TASK ITEM: Rewrite the Big East awards piece starting with "It’s a tough" and going on through "in the Big East.", and substitute "flawlessness" for "perfection" throughout.
** Opening DOCUMENT SECTION block **
A quick look at the player and coach of the year races in the Big East:
Player of the year
Syracuse is far and away the best team in the Big East Conference.
Which is great when it comes to winning games, but a real problem when you’re trying to sort out player of the year trophies.
Usually you can at least find one obvious candidate from the best team in the conference. With the Orange, that’s impossible. Together they are unbeatable, but individually they almost cancel one another out. Is Scoop Jardine more valuable than Kris Joseph? Does Joseph do more than Fab Melo? How about Dion Waiters, the guy who comes off the bench to rank second on the team in scoring?
All four will get and deserve votes but Syracuse is truly a sum-of-its-parts squad, one where every piece is critical but none more than the others. Someone on this team could win Big East POY -- and if we were voting, we’d lean Waiters -- but it’s not likely.
Johnson-Odom has been terrific for a team that has been rock steady all year. Second in the Big East (behind Jones) in scoring, he averages 18.4 points per game. He’s scored in double figures in every game he’s played in save one -- suspended for the first half against West Virginia, he had nine.
Jones, in the meantime, had to be great for coach Bob Huggins’ young team to survive -- and the senior forward has been great. Along with leading the league in scoring and rebounding (20 points and 11 boards), he’s put up 18 double-doubles this season.
Some other long shots to consider: Marquette's Jae Crowder, Notre Dame’s Jack Cooley, Georgetown’s Jason Clark and Seton Hall’s Herb Pope. St. John’s freshmen D’Angelo Harrison and Moe Harkless have been terrific but there’s another newcomer award for them.
It’s a tough pick between the two favorites and I waffle daily but I’d probably lean Johnson-Odom because he has not only been sensational, his team has been, too.
Coach of the year
Interesting test case here -- do you reward the guy who has steered the loaded roster to near perfection or do you celebrate coaches who have had surprising success?
Jim Boeheim is one trip to South Bend away from perfection, achieving such rarefied air despite dealing with the fallout from the Bernie Fine scandal in December. Outsiders might argue that a kindergartener could coach a team with so much depth and talent. What looks easy, though, isn’t always. Managing a team -- especially in this day and age, when premier players come in with premier egos -- is not easy.
And Boeheim hasn’t steered a team to near perfection in any old league. He’s done it in the Big East.
Mike Brey and John Thompson III, meantime, took the opposite run to success. Neither is supposed to be here.
The Irish were picked ninth in the league, and that was before Tim Abromaitis blew out his knee. After that? No one figured Brey’s team to be of any consequence.
But Brey, who memorably retooled his team two years ago after Luke Harangody’s injury, has done it again. Notre Dame is 12-5 in the league, vying for a top-four finish. Brey, who won coach of the year honors last year, has imbued his team with confidence, handing over the keys to the sophomore backcourt of Eric Atkins and Jerian Grant, and letting them run the show.
Thompson’s year at Georgetown has been equally impressive and equally surprising. The Hoyas were picked 10th in the preseason coaches’ poll after losing Chris Wright and Austin Freeman to graduation.
Instead, Georgetown is knotted with Notre Dame at 12-5. Henry Sims has been an eye-opener, the ideal point-center for the Hoyas’ Princeton style, and Otto Porter is arguably among the top freshmen in the conference.
Outsider choices: Mike Dunlap and Stan Heath. Dunlap is supposed to be an assistant, helping Steve Lavin. Instead, while Lavin recuperates from prostate cancer surgery, Dunlap has been running the show at St. John's, and running it with a roster stuffed to the gills with freshmen. Heath, meantime, has pulled himself off the hot seat and the Bulls into the conversation, taking South Florida to its best finish since joining the Big East.
This is another can’t-go-wrong choice. And hey, could you argue with Marquette's Buzz Williams winning it too? Not me.
My pick: Boeheim. The name of the game is winning, and no one in the league has done that better this year than the Syracuse coach.
** Closing DOCUMENT SECTION block **
** Opening EXTRACTED DATA block **
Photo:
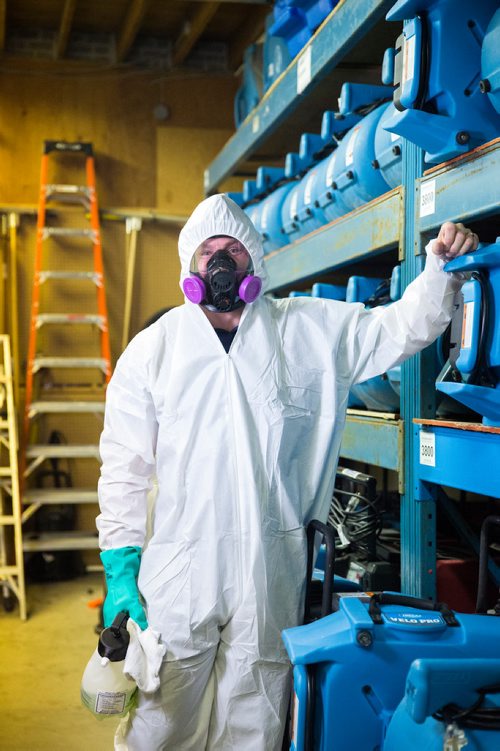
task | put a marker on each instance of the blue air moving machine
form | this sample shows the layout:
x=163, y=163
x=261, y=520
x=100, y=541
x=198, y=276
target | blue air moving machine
x=388, y=672
x=473, y=377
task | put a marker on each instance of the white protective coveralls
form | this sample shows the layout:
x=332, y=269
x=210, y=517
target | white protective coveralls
x=245, y=448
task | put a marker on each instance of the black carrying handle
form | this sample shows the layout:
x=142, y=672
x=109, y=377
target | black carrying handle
x=328, y=535
x=387, y=598
x=482, y=585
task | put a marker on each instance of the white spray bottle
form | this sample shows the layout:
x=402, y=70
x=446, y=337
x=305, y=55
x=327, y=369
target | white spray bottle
x=105, y=690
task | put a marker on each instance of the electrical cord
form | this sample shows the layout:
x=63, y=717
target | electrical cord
x=356, y=521
x=475, y=717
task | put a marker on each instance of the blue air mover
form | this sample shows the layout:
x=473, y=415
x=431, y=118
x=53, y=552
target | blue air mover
x=355, y=174
x=271, y=226
x=350, y=668
x=474, y=379
x=325, y=201
x=265, y=197
x=250, y=92
x=388, y=151
x=366, y=676
x=276, y=56
x=437, y=690
x=438, y=100
x=378, y=393
x=490, y=62
x=290, y=23
x=311, y=147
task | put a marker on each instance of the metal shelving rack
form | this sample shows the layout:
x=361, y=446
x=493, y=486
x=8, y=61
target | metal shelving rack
x=392, y=221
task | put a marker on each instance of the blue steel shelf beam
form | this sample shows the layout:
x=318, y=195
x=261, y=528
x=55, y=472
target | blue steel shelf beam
x=370, y=229
x=375, y=441
x=464, y=189
x=345, y=27
x=466, y=458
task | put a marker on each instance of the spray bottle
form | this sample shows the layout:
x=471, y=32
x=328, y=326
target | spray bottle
x=105, y=690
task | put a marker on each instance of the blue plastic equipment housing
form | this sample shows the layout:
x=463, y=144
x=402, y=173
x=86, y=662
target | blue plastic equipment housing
x=250, y=92
x=355, y=173
x=276, y=57
x=479, y=389
x=350, y=671
x=434, y=683
x=490, y=62
x=296, y=20
x=438, y=100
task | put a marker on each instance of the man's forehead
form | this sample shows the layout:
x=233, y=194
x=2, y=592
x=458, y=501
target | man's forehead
x=220, y=241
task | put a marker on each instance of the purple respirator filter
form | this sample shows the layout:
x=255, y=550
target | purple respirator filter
x=195, y=290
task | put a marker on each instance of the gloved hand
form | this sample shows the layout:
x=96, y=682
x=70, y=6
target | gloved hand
x=121, y=567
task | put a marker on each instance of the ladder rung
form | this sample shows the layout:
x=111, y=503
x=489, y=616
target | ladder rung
x=64, y=407
x=73, y=147
x=16, y=570
x=67, y=192
x=67, y=232
x=91, y=276
x=58, y=451
x=52, y=318
x=61, y=541
x=60, y=495
x=70, y=362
** Closing EXTRACTED DATA block **
YOUR SOLUTION:
It’s a tough pick between the two favorites and I waffle daily but I’d probably lean Johnson-Odom because he has not only been sensational, his team has been, too.
Coach of the year
Interesting test case here -- do you reward the guy who has steered the loaded roster to near flawlessness or do you celebrate coaches who have had surprising success?
Jim Boeheim is one trip to South Bend away from flawlessness, achieving such rarefied air despite dealing with the fallout from the Bernie Fine scandal in December. Outsiders might argue that a kindergartener could coach a team with so much depth and talent. What looks easy, though, isn’t always. Managing a team -- especially in this day and age, when premier players come in with premier egos -- is not easy.
And Boeheim hasn’t steered a team to near flawlessness in any old league. He’s done it in the Big East.